Activity: Go through the records and transcribe them exactly, passing over any picture.

The input:

++++

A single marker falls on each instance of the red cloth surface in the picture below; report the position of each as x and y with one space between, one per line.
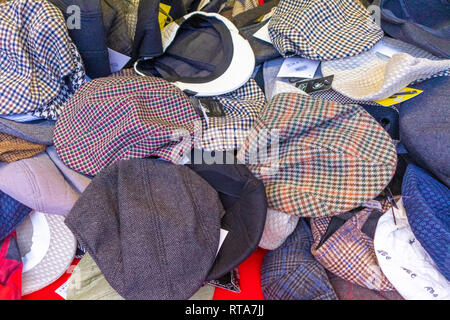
249 272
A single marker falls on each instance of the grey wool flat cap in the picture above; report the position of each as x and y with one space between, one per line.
152 228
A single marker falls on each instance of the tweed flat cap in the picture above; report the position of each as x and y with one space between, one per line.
427 205
322 30
40 67
405 262
241 108
88 283
291 272
374 76
278 227
244 200
147 245
348 252
119 118
14 149
328 158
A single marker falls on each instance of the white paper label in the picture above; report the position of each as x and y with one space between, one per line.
263 34
298 68
117 60
62 291
384 49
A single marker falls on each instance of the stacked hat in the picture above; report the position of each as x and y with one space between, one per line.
322 30
344 246
427 204
14 149
227 129
316 157
424 123
88 283
12 213
41 66
47 249
291 272
278 227
405 262
129 223
345 290
374 76
37 183
204 55
119 118
40 132
244 200
10 269
427 29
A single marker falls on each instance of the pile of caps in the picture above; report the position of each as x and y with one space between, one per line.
161 143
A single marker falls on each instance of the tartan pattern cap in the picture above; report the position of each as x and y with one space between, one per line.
40 67
322 30
329 158
291 272
241 108
13 149
349 253
120 118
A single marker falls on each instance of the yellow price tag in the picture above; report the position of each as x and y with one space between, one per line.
162 18
403 95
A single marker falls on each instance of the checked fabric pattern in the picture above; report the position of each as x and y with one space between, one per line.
322 30
329 158
241 108
291 272
427 205
349 253
13 148
40 68
124 117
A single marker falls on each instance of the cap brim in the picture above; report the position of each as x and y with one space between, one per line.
237 74
58 255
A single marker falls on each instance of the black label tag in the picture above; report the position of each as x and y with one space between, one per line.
314 85
208 106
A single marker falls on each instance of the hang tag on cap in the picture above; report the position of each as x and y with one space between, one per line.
315 85
399 97
207 107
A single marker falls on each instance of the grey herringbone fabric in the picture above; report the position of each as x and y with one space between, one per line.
291 272
152 228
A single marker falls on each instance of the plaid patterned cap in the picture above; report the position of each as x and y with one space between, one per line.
291 272
375 76
349 252
241 108
322 30
12 213
120 118
427 205
317 157
13 149
40 66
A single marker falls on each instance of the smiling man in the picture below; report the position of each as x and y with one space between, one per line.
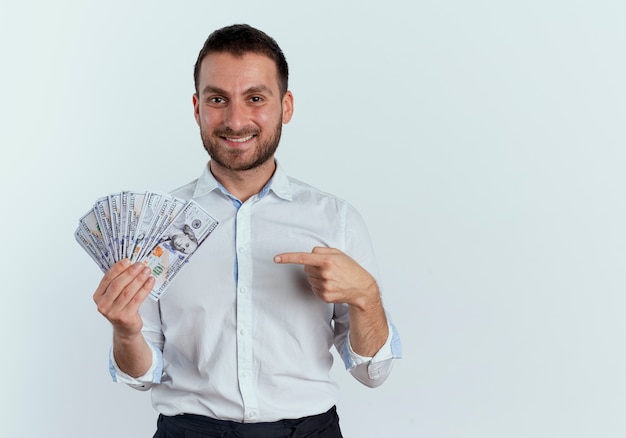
240 344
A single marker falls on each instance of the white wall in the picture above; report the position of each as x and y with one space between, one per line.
482 141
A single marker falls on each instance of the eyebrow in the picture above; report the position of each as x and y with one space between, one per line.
254 89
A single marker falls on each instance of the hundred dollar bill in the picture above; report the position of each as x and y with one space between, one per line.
123 224
178 242
147 220
168 209
83 239
88 223
103 215
135 206
115 207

++++

Answer for the task:
A single marker falls on each instance of the red cloth surface in the picture below; report the position of each as x and y with one space between, one per line.
249 272
A single marker falls on each instance of the grey wool flat cap in the picture above; report the position of each as x and y with one space between, one per line.
152 228
A single marker falls on each instance of the tweed flat cap in the picture above; report the position of each as x and y with one space between, one per line.
427 205
322 30
40 67
405 262
241 108
88 283
291 272
374 76
278 227
244 200
147 245
348 252
119 118
14 149
328 158
A single marker falls on each instance of the white paper label in the picture above; report the position of each as x and y with one space between, one per line.
263 34
298 68
117 60
62 291
384 49
A single marker falls on each instance of the stacked hat in the picture above; report the position of each as x and y with one space between, one per line.
322 30
344 246
427 204
14 149
227 129
316 157
424 123
88 283
12 213
41 66
47 249
291 272
278 227
405 262
129 223
345 290
374 76
37 183
204 55
119 118
40 132
244 200
10 269
427 29
A single marker falls on each instance of the pile of caps in the picture above; report the position of each as x and y with one space between, one per line.
161 143
A single marker falls on each instance of the tartan pattern cap in the picture above; report the position of each as x and y with one space between, one per line.
40 67
322 30
329 158
291 272
241 108
13 149
349 253
120 118
A single marker falls on each instance of the yellow price tag in the picture above; report the position of each as x and y with one space between, one per line.
162 18
403 95
A single marker falls on each instance of the checked fabric pattern in the picture above; report the position of each as x and y with one space between, one per line.
322 30
329 158
241 108
291 272
427 205
349 253
13 148
40 68
124 117
A single marker falls on each instance of the cap brim in the picture above; report the position of each as x and y with one space between, one per line.
237 74
58 255
A single marker falls on each instance of the black label tag in the picture above; report the position of each as x and y with one space between, one per line.
314 85
208 106
A single marker falls on each instance of the hang tag on cap in the picture above; report the position of each as x and y with one space between, one per line.
315 85
399 97
207 107
A single marker falls on each instance of the grey herringbone fabric in the picture above; report the position of each as x and y with one space between, one per line.
291 272
152 228
A single marker falls on each instance of the plaid patterned cap in the picture above; report the position of each as x and y with one space between, one per line.
291 272
375 76
349 252
241 108
322 30
12 213
120 118
427 205
317 157
13 149
40 66
A single marker falls on each instance of the smiling man in the picture below; report the position of each as x and y with one space between, one per line.
240 344
A single marker falls on each instance of the white wall in the picture above; report the position of each as x and y with one space between, one per line.
482 141
A single marker falls on each instance of the eyebrow in the picture above; report the position of each as x and y with one space between, one per line.
254 89
A single marker falls on each instance of the hundred dollar bill in the picture above; report the position of each as x and y with one space between, one per line.
123 224
178 242
147 220
168 209
83 239
88 223
103 215
135 206
115 207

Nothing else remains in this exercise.